__Task instructions__. Reproduce every one of the following entries word for word.

● ● ● ● ● ● ●

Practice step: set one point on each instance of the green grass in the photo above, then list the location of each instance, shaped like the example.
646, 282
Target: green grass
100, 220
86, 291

● ● ● ● ● ● ●

__Solution for this problem__.
Practice step: set one point on each instance of the green grass in the photo above, then list the location of each instance, shaped like the example.
646, 282
Target: green grass
100, 220
86, 291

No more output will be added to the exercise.